[[ RECORDS SHOWN open ]]

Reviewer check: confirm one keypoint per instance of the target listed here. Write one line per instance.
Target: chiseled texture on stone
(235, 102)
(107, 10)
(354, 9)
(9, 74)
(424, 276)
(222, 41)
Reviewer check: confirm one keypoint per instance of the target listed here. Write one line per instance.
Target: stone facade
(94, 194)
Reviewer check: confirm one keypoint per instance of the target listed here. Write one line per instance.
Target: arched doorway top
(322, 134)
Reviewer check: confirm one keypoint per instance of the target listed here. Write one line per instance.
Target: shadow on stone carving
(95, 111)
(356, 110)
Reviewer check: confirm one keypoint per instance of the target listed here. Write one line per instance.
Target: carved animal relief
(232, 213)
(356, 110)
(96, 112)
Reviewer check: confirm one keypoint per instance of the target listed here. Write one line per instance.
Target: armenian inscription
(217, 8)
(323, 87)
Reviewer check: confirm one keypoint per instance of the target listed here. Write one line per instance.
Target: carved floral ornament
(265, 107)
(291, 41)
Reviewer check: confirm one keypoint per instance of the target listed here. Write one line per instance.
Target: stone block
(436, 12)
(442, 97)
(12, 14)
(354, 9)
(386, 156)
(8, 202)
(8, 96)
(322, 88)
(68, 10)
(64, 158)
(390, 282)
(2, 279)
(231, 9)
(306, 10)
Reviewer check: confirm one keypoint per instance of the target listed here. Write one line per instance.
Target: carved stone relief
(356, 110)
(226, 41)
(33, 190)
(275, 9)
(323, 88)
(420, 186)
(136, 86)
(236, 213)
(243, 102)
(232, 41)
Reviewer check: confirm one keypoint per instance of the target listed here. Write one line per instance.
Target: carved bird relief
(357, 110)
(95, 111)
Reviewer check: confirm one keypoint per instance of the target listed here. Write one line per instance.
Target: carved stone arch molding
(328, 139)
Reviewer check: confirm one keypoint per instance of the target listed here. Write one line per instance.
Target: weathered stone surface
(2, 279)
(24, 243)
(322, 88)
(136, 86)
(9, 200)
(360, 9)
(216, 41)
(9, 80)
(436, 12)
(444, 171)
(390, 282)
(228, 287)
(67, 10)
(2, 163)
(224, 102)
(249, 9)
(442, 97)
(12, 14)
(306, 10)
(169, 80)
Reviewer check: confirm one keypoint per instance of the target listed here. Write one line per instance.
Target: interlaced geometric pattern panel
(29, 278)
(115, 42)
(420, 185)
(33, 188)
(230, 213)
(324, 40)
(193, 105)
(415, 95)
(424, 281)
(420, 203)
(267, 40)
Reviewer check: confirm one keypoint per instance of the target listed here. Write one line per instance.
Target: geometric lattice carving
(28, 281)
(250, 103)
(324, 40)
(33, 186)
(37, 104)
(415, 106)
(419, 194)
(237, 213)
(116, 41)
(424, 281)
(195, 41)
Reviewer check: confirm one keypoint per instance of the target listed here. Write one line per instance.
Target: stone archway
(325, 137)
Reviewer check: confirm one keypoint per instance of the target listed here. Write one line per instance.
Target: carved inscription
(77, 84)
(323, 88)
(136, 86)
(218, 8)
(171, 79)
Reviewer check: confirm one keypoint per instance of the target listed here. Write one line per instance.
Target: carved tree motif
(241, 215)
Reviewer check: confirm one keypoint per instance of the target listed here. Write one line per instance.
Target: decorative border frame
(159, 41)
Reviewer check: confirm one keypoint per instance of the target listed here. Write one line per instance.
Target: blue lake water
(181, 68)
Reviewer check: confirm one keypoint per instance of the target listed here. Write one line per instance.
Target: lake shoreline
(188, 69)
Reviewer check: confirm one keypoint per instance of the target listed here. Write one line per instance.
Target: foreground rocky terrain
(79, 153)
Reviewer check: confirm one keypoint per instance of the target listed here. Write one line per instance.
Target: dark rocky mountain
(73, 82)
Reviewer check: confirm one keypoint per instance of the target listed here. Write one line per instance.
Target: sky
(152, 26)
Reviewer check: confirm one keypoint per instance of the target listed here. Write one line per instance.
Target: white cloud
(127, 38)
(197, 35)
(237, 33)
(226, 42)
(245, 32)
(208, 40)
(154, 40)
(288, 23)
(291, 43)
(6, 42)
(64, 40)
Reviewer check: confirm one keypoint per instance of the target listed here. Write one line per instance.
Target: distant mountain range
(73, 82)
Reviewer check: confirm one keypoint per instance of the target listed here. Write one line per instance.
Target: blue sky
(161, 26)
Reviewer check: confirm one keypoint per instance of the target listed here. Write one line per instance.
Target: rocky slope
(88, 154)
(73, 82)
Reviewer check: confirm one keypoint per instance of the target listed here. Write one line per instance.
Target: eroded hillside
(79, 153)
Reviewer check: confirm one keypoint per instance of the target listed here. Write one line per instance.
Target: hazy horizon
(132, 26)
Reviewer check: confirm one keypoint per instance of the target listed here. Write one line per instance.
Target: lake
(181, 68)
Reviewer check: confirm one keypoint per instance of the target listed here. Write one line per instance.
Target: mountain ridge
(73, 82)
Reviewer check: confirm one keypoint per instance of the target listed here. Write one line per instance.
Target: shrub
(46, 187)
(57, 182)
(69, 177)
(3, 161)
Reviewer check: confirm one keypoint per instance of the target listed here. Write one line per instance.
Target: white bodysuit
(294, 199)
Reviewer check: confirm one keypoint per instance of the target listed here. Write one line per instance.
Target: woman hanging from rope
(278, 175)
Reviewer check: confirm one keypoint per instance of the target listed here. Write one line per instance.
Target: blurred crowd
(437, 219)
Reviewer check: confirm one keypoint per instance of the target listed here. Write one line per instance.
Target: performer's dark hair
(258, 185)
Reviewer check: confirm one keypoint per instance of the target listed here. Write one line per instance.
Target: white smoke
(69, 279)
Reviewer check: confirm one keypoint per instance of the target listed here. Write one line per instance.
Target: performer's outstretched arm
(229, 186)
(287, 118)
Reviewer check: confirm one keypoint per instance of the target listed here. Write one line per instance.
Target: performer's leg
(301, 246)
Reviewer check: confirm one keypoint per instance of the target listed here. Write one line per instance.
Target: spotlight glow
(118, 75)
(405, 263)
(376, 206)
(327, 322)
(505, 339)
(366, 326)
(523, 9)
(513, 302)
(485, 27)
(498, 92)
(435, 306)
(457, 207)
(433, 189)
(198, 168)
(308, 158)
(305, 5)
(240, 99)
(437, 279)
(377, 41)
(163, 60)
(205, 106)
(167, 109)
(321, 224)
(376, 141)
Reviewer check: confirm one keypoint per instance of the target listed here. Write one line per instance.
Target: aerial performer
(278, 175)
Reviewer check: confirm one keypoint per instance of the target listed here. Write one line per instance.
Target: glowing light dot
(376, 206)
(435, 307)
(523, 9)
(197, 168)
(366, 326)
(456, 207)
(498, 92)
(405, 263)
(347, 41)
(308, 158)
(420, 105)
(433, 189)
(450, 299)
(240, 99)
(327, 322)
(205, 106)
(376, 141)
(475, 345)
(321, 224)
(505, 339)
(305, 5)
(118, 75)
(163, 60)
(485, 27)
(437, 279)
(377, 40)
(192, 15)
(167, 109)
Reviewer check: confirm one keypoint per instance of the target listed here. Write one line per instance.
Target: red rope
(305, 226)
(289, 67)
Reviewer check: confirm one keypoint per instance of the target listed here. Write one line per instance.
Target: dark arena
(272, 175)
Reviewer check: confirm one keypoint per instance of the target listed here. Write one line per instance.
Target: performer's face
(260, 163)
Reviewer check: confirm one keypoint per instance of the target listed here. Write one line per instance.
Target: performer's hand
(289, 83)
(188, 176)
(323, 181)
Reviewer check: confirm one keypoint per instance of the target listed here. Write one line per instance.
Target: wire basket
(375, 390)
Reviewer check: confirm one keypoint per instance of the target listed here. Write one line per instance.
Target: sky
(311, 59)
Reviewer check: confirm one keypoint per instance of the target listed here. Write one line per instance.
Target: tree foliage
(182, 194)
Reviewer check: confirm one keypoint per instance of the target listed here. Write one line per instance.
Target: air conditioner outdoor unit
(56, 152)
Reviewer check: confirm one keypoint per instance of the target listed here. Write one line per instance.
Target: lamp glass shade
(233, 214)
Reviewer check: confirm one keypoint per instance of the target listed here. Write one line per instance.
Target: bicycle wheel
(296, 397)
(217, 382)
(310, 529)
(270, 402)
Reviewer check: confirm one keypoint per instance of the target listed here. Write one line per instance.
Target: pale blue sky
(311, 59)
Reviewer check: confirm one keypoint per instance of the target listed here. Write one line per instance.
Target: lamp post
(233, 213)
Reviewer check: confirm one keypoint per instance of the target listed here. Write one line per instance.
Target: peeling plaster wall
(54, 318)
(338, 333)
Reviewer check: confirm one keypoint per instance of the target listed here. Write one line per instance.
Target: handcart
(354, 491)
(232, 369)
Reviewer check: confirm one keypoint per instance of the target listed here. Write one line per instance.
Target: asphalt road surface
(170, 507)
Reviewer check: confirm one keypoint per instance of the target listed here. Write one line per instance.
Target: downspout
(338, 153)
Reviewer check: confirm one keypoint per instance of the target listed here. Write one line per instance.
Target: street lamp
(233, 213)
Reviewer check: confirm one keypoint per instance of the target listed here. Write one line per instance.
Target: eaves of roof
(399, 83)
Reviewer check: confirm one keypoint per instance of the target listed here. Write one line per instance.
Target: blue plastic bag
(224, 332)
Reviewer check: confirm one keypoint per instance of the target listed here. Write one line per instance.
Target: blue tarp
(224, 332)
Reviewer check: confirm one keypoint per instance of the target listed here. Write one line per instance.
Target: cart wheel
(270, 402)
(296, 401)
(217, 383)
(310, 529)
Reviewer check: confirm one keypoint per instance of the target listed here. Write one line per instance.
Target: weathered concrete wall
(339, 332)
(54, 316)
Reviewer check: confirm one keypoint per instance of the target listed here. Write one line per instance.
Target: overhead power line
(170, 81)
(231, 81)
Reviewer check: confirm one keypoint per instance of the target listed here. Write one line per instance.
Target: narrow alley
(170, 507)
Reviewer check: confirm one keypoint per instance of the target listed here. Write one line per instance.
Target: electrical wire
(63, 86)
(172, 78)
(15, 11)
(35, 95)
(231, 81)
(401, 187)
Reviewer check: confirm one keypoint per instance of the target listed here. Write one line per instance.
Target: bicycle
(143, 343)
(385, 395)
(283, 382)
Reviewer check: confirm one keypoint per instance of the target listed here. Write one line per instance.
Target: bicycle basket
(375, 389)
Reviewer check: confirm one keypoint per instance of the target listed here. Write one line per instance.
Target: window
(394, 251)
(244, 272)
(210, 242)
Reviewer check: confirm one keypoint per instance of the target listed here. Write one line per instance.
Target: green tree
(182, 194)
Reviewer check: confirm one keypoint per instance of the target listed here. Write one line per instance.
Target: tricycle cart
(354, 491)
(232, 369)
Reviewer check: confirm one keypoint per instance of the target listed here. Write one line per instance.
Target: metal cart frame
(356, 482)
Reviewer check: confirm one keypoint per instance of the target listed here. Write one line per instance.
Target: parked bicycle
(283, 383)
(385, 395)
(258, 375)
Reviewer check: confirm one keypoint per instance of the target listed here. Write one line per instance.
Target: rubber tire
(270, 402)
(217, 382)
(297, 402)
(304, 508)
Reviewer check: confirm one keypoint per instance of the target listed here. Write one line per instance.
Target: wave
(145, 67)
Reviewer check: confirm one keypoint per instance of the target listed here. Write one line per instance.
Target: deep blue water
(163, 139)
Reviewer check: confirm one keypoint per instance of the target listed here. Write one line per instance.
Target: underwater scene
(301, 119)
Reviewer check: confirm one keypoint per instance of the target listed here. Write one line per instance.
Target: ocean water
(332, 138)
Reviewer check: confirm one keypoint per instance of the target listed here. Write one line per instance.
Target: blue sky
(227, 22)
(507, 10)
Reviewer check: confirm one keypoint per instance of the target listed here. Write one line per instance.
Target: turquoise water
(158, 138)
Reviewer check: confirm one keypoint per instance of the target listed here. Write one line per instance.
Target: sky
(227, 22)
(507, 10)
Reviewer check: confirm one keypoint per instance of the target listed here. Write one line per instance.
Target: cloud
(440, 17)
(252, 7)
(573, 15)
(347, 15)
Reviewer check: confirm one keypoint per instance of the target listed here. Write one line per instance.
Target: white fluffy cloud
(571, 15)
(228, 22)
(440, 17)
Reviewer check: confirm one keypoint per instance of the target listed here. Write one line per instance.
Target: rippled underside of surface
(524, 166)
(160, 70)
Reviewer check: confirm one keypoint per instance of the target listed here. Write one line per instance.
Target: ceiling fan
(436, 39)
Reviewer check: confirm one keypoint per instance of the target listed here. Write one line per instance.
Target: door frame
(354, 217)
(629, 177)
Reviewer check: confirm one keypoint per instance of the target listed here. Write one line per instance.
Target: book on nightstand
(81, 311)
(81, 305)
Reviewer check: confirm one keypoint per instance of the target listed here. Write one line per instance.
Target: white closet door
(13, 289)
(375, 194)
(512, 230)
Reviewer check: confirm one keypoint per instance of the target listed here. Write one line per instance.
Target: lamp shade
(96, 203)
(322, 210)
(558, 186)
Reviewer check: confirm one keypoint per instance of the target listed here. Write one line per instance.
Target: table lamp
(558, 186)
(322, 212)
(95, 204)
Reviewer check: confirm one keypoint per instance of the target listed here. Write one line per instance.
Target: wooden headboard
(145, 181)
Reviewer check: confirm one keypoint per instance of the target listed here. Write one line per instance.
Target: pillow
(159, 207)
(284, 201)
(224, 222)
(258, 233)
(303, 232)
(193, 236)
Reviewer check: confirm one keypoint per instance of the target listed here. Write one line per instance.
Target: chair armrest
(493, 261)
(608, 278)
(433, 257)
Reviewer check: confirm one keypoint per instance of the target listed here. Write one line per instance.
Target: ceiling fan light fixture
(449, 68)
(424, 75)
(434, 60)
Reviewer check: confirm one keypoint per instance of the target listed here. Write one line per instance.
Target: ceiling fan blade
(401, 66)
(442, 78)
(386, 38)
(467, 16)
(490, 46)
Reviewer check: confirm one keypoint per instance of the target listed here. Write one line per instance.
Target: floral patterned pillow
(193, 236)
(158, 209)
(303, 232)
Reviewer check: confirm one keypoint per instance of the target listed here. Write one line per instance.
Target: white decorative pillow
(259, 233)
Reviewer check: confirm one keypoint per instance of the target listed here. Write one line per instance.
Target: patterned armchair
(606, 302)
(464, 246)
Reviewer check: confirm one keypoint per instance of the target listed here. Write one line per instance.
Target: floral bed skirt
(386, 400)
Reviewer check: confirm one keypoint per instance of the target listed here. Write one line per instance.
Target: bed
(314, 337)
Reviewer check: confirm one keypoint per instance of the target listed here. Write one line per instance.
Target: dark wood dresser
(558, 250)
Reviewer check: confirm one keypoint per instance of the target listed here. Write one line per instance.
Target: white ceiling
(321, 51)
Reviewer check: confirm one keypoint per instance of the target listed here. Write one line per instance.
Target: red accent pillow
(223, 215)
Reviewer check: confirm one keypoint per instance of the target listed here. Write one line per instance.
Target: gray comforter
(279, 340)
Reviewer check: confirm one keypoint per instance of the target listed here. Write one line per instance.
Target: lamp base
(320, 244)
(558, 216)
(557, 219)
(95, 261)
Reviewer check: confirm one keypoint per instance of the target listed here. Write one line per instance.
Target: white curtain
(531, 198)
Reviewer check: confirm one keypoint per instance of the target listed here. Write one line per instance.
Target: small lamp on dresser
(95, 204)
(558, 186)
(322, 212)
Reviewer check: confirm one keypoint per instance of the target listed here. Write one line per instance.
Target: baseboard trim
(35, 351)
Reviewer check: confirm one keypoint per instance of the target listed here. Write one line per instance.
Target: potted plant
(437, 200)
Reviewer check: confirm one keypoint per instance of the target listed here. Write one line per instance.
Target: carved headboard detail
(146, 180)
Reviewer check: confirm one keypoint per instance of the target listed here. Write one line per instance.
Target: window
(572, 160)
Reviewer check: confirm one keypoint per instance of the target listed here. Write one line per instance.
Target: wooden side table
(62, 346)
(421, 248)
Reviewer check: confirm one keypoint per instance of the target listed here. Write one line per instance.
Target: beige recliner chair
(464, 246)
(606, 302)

[[ RECORDS SHOWN closed ]]

# PROBLEM DESCRIPTION
In the material above, find the line with "Target: wooden side table"; then retype it and every line after it through the last, exactly as written.

# RESULT FOR THIS TASK
Target: wooden side table
(62, 346)
(421, 248)
Reviewer check: confirm one keypoint per instance of the target listed here. Write one line per instance.
Target: beige recliner chair
(464, 246)
(606, 302)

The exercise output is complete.